→ How to complete this task:
The expected output is each line in the data below that includes the string "grass".

→ Records to use:
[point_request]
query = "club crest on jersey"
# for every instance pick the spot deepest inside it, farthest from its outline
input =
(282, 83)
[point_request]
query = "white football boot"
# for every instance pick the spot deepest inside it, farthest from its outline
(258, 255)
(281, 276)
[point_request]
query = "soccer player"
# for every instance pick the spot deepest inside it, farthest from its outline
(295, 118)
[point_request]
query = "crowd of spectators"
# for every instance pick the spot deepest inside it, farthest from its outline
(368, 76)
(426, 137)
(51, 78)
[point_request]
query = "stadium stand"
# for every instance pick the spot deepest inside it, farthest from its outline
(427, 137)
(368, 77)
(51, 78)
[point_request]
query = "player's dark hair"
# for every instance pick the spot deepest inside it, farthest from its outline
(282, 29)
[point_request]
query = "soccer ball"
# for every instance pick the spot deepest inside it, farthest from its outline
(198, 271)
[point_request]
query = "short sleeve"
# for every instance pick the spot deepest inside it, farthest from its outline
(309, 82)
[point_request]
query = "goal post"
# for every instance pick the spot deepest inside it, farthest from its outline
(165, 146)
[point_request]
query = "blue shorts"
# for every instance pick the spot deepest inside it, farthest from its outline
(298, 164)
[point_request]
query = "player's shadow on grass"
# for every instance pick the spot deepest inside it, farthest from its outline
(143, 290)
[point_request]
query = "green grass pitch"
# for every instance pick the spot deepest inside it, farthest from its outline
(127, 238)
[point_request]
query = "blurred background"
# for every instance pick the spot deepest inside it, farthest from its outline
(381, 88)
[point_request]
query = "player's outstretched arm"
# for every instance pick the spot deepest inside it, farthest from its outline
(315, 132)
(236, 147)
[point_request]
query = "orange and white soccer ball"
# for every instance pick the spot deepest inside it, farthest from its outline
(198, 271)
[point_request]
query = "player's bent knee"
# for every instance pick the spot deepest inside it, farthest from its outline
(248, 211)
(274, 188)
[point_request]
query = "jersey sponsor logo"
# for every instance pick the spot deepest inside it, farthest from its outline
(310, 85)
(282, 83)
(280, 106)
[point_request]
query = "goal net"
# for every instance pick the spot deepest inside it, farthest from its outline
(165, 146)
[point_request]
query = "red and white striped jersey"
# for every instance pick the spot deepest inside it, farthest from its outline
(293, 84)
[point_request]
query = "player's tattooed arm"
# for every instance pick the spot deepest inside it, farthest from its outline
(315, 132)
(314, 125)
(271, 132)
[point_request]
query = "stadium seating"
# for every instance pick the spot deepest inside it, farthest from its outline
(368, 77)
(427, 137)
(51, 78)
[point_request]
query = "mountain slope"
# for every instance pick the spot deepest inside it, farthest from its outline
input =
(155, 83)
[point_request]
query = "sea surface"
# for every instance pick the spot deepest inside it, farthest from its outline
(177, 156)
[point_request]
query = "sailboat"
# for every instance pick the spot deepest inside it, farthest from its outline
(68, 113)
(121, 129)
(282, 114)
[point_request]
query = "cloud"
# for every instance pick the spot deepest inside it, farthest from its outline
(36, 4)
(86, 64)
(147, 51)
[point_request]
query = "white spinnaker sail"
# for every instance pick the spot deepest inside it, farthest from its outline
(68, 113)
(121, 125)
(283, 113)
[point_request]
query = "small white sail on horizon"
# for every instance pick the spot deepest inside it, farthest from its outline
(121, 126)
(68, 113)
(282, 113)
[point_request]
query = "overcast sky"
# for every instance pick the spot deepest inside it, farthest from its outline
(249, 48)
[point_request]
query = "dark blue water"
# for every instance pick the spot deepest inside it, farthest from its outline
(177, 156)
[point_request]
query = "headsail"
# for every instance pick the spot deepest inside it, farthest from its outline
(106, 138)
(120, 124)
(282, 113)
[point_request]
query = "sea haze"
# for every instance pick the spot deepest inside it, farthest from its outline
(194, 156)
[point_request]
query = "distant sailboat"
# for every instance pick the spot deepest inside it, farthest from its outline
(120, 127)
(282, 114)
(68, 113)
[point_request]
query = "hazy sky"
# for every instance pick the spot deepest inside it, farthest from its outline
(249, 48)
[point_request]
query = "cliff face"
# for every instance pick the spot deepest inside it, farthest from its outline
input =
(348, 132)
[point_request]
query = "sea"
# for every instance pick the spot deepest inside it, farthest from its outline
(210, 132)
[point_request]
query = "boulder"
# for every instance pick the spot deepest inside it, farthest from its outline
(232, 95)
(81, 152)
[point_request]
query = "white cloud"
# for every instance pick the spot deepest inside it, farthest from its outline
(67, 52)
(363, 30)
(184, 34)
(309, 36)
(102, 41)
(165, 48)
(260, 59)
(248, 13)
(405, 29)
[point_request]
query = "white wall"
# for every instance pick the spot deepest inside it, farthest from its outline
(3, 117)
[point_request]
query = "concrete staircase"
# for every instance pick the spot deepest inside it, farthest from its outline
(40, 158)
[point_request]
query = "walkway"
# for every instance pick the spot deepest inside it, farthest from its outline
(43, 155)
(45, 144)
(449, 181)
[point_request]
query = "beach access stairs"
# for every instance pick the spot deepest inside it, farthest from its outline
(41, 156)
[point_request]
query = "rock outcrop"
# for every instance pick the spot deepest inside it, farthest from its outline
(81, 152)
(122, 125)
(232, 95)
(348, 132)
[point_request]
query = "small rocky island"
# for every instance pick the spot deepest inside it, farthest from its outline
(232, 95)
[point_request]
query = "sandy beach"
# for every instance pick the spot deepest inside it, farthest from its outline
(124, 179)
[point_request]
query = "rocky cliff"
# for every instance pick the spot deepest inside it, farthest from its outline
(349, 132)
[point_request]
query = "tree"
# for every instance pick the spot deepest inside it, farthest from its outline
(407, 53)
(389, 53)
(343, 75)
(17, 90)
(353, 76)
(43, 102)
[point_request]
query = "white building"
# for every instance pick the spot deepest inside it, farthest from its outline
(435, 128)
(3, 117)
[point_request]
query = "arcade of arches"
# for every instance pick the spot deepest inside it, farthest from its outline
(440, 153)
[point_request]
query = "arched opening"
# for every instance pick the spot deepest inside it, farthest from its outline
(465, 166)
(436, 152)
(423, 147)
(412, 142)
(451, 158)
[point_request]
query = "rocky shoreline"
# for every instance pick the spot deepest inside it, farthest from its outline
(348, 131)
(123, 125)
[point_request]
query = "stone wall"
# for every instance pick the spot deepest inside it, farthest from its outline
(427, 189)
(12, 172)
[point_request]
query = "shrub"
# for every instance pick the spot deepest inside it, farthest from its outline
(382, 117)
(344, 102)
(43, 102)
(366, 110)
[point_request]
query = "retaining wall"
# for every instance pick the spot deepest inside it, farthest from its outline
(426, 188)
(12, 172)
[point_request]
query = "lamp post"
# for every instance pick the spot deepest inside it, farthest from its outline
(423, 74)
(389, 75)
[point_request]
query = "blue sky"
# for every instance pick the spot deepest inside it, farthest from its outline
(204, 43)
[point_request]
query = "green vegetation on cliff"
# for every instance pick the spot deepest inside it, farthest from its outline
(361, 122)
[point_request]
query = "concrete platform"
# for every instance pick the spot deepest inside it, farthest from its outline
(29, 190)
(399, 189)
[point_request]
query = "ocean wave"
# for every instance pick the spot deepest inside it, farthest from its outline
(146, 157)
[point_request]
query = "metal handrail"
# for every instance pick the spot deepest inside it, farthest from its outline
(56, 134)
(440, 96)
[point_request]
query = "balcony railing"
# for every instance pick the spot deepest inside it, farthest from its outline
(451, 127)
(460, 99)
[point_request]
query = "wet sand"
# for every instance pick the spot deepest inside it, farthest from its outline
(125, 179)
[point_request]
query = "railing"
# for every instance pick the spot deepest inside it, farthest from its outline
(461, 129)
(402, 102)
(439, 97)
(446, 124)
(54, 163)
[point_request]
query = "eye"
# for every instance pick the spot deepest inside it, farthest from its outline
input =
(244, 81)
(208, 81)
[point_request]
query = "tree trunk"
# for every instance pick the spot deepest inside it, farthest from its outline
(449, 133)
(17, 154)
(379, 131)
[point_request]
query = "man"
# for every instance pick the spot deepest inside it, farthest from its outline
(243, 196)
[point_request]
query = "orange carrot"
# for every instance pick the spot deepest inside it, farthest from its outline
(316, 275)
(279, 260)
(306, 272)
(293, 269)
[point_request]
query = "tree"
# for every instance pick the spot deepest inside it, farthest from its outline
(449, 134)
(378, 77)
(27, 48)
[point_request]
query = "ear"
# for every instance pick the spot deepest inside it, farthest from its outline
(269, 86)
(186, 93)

→ Your solution:
query = "player's shadow on grass"
query = "green grass pitch"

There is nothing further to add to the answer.